INSTRUCTIONS TO FOLLOW: Copy out, exactly as given, every line from the line with "target | patterned headscarf" to the end of the listing, both of those lines included.

INPUT MATERIAL:
━━━━━━━━━━

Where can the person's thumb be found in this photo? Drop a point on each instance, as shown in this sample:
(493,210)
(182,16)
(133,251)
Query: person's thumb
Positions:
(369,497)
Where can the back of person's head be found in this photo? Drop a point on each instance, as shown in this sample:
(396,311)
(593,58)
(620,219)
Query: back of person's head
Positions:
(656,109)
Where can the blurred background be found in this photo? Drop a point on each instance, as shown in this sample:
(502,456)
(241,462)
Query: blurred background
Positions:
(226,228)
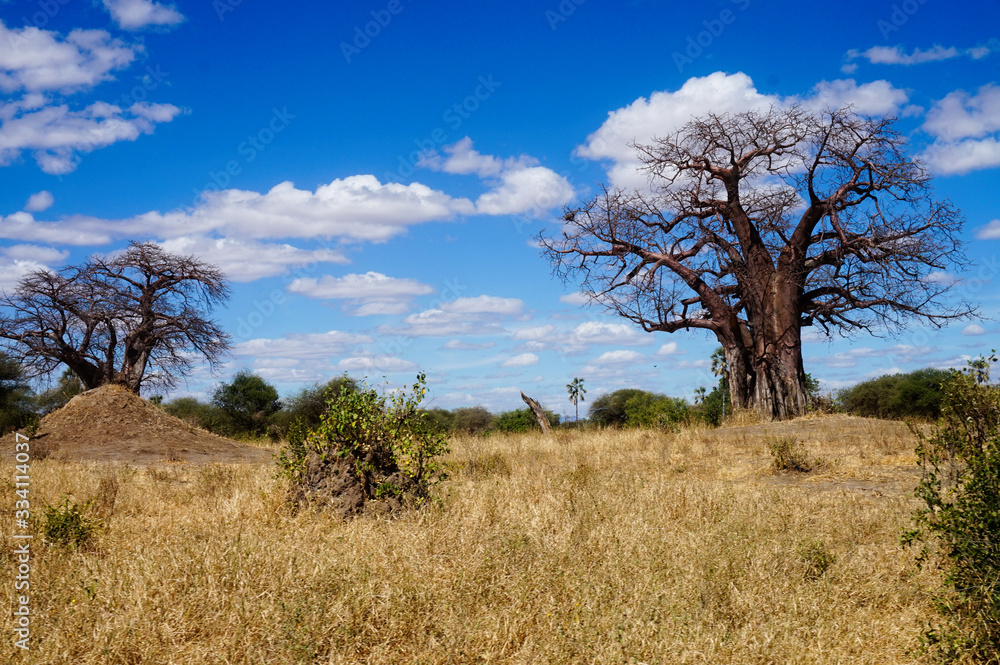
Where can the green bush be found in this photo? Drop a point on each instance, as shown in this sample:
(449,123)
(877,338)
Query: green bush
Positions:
(249,402)
(655,411)
(959,523)
(310,403)
(471,420)
(897,396)
(68,525)
(369,452)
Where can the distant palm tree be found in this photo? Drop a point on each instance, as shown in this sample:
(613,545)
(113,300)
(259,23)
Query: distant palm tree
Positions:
(576,393)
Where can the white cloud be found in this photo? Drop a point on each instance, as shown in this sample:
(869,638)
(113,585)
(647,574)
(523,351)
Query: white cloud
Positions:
(526,190)
(874,98)
(56,135)
(960,115)
(370,285)
(248,260)
(534,333)
(962,157)
(665,112)
(895,55)
(376,364)
(522,360)
(136,14)
(315,346)
(458,344)
(966,129)
(596,332)
(463,159)
(575,298)
(522,187)
(484,305)
(619,357)
(356,208)
(669,349)
(989,232)
(37,60)
(39,201)
(373,293)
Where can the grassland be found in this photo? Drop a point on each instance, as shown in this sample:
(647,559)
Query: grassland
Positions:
(579,547)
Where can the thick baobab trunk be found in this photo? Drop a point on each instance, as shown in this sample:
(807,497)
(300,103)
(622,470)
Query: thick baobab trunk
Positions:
(780,380)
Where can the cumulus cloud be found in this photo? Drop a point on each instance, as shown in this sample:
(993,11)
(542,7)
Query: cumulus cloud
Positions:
(463,345)
(520,185)
(376,364)
(989,232)
(248,260)
(372,293)
(357,208)
(480,315)
(895,55)
(522,360)
(56,136)
(37,60)
(874,98)
(618,357)
(598,332)
(665,112)
(311,347)
(966,129)
(39,201)
(137,14)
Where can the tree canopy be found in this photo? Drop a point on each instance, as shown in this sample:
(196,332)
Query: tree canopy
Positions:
(758,224)
(134,319)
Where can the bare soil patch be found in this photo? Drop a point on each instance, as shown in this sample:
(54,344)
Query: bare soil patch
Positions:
(111,424)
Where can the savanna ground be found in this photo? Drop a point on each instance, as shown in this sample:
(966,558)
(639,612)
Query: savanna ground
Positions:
(580,547)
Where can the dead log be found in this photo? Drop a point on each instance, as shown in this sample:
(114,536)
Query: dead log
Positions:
(539,414)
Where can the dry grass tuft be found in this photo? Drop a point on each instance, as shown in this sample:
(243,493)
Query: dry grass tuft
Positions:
(596,547)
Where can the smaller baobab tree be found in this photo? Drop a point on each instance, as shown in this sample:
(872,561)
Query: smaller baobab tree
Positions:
(134,319)
(576,394)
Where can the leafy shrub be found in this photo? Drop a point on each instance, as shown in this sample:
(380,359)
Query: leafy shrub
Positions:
(520,420)
(655,411)
(16,403)
(471,420)
(369,452)
(609,409)
(918,394)
(789,455)
(66,524)
(249,401)
(310,403)
(959,525)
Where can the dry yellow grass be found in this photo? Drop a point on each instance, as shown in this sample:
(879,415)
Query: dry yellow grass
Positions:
(581,547)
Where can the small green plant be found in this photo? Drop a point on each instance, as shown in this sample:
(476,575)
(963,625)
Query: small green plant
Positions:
(789,455)
(368,447)
(958,526)
(817,558)
(68,525)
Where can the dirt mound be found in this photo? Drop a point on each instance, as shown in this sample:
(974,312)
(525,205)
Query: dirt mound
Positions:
(112,424)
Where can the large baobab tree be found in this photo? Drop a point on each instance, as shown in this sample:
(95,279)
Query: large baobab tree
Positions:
(135,319)
(758,224)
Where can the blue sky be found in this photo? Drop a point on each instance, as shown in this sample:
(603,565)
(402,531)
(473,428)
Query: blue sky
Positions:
(372,175)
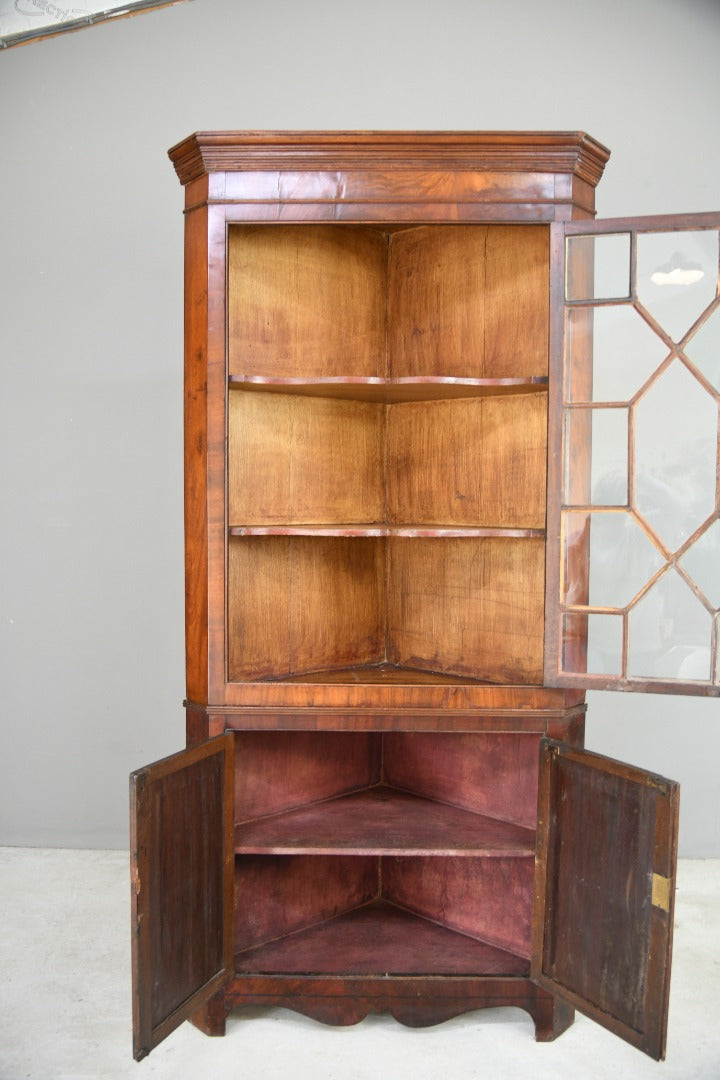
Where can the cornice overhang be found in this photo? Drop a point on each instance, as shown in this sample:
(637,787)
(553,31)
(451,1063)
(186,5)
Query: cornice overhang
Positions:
(570,152)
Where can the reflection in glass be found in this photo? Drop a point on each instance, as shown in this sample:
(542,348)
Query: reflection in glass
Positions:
(676,454)
(625,352)
(605,644)
(704,349)
(615,552)
(598,268)
(603,480)
(677,277)
(669,633)
(702,562)
(594,644)
(622,559)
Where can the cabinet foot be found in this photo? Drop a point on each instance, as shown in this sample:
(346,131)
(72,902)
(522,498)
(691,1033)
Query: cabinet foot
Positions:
(552,1018)
(212,1017)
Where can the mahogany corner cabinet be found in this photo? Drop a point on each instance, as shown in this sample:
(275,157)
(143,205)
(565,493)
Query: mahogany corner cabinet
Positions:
(451,459)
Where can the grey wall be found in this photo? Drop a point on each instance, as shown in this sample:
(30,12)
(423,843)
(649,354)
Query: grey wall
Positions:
(91,292)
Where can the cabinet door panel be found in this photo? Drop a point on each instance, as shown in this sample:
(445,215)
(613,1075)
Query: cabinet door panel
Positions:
(605,885)
(634,501)
(181,869)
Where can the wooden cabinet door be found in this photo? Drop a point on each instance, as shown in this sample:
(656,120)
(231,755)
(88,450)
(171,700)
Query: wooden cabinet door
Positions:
(633,578)
(181,873)
(605,887)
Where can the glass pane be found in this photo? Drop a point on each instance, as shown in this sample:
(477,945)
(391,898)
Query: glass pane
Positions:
(605,644)
(669,633)
(603,480)
(598,268)
(625,352)
(594,644)
(676,455)
(613,551)
(702,562)
(704,349)
(677,277)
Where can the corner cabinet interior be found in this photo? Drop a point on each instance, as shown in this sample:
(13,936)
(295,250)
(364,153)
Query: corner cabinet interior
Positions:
(384,802)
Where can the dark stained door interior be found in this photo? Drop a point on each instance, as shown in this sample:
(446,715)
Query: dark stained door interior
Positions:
(181,864)
(602,926)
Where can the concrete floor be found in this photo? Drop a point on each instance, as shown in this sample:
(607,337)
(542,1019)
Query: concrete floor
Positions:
(65,1001)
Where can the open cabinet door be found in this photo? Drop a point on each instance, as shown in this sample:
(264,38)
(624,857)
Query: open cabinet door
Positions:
(605,889)
(633,574)
(181,874)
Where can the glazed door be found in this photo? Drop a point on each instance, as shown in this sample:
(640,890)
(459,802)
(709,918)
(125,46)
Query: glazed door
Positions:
(634,496)
(605,889)
(181,874)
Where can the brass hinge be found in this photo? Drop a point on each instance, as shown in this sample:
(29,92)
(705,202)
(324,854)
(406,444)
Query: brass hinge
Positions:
(661,892)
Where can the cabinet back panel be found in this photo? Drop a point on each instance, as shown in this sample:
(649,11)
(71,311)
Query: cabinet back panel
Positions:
(469,301)
(517,301)
(303,460)
(490,899)
(307,300)
(299,604)
(435,310)
(279,894)
(494,774)
(472,461)
(277,771)
(469,607)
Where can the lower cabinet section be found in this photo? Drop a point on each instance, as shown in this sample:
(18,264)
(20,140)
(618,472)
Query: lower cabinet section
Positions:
(423,874)
(324,935)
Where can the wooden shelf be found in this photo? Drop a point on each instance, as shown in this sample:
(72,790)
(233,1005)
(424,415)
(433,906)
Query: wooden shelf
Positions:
(379,939)
(383,821)
(382,674)
(390,390)
(382,529)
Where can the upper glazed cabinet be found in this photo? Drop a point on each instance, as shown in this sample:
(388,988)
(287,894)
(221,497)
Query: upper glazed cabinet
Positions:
(451,458)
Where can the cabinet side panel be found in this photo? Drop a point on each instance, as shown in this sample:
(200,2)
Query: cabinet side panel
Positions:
(473,461)
(195,454)
(275,771)
(516,301)
(490,899)
(303,460)
(307,301)
(496,774)
(279,894)
(465,606)
(436,307)
(300,604)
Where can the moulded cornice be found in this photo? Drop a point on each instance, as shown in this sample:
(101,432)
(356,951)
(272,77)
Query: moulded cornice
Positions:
(207,152)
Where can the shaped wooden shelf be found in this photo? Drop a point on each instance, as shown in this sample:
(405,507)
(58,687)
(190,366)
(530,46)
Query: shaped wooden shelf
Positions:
(379,939)
(390,390)
(383,821)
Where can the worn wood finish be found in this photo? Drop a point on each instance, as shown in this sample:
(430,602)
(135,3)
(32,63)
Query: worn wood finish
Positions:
(416,1001)
(379,939)
(367,332)
(276,895)
(383,821)
(487,898)
(467,607)
(389,391)
(304,460)
(302,604)
(274,774)
(489,773)
(181,887)
(473,461)
(601,935)
(516,301)
(307,301)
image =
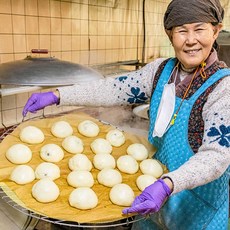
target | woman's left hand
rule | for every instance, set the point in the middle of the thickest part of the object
(151, 199)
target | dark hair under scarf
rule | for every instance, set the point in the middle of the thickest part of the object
(180, 12)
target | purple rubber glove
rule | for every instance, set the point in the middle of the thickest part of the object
(39, 101)
(151, 199)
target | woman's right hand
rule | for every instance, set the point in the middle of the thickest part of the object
(39, 101)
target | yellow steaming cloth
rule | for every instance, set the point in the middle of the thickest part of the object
(60, 209)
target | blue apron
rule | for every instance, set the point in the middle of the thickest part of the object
(205, 207)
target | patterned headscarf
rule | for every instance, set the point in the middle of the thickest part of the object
(180, 12)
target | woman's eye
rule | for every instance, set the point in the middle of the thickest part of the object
(182, 31)
(199, 29)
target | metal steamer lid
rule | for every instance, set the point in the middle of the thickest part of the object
(45, 71)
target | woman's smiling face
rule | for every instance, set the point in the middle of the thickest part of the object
(193, 42)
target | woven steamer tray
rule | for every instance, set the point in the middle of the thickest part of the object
(105, 211)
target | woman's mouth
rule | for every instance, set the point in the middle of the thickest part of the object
(192, 52)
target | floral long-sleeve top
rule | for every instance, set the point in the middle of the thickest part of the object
(213, 156)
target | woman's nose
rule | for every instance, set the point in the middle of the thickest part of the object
(191, 38)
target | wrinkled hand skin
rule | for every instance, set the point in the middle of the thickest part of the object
(150, 200)
(39, 101)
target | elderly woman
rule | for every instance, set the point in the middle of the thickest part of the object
(189, 120)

━━━━━━━━━━

EXPECTED ANSWER:
target | patterned headscarf
rule | for every instance, set the point in the middle of the thickest part of the object
(180, 12)
target | woman's eye
rule | for every instance, set the point in the middle of the thickest part of the object
(182, 31)
(199, 29)
target | metal steamer lid
rule | for every instance, set the point in the middle of the thickest part of the object
(45, 71)
target | woman's smiling face
rule | for every instance, set the point in the middle of the thickest part of the object
(193, 42)
target | woven steamer tray
rule | for every instance, set the point in the middle of the thickest part of the object
(105, 211)
target | woman's mouth
rule | for every instance, set the point in the middle of the thickest part of the object
(192, 52)
target | floral long-sleeve top
rule | for every instance, set the point in the middle of the thickest part of the object
(213, 156)
target | woman's nose
rule | for every instance, set the point in the middle of the thickest part of the object
(191, 38)
target | wrinkled hand skin
rule | for every instance, set the point in the middle of the thickest part of the object
(150, 200)
(39, 101)
target | elderly woman
rule | for every instance, set the point in the middle of the thickest part of the object
(189, 120)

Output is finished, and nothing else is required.